_Задания_:
**A.** Ответьте по фрагменту на вопросы:
(i) Какие отделения постепенно вырабатывали собственное видение синтеза искусствоведческих наук и искусства?
(ii) Как назывался доклад профессора Н.Е. Успенского?
(iii) Что Успенский назвал третьей формой коллективной работы?
**B.** Дословно воспроизведите из фрагмента всё, что идет от слов «Собственное видение синтеза» вплоть до слов «расплывчаты и неопределенны.».
____ Фрагмент для чтения
Первоначальный проект физико-психологического отделения ГАХН и роль В. Кандинского

Собственное видение синтеза искусствоведческих наук и искусства физико-психологическое, социологическое и философское отделения вырабатывали постепенно, уже в процессе деятельности академии. На первом этапе идеи такого объединения были довольно расплывчаты и неопределенны.

Об этом говорит, например, доклад профессора Н.Е. Успенского "Роль позитивных наук при изучении общих путей художественного творчества" на одном из первых заседаний упомянутой выше Научно-художественной комиссии. Основу синтеза он видит в общих для научного и художественного творчества способностях к интуиции, подражанию в аристотелевском смысле и, наконец, в психологически понимаемом сознании и бессознательном, предоставляющем для науки и искусства необходимый материал. В общем, по его мнению, этот синтез мог бы опираться, с одной стороны, на психологию творчества, а с другой – на физические открытия, касающиеся материальной стороны искусства, прежде всего различные естественно-научные учения о звуке, музыкальных ощущениях, цвете и объективистски понимаемых пространстве и времени. Соответственно, в качестве форм коллективной работы Успенский рекомендовал: 1) доклады и лекции по позитивным наукам на специальные темы (математика, физика, экспериментальная психология и др.); 2) посещение уже существующих научных лабораторий членами комиссии; 3) создание при комиссии собственной позитивно-научной лаборатории.
________
____ Исходные записи
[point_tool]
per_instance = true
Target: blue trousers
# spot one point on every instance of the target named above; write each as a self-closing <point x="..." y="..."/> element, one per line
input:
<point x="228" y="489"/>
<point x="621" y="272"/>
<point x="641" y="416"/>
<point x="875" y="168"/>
________
_Ответы_:
**A.**
(i) Физико-психологическое, социологическое и философское.
(ii) «Роль позитивных наук при изучении общих путей художественного творчества».
(iii) Создание при комиссии собственной позитивно-научной лаборатории.

**B.**
Собственное видение синтеза искусствоведческих наук и искусства физико-психологическое, социологическое и философское отделения вырабатывали постепенно, уже в процессе деятельности академии. На первом этапе идеи такого объединения были довольно расплывчаты и неопределенны.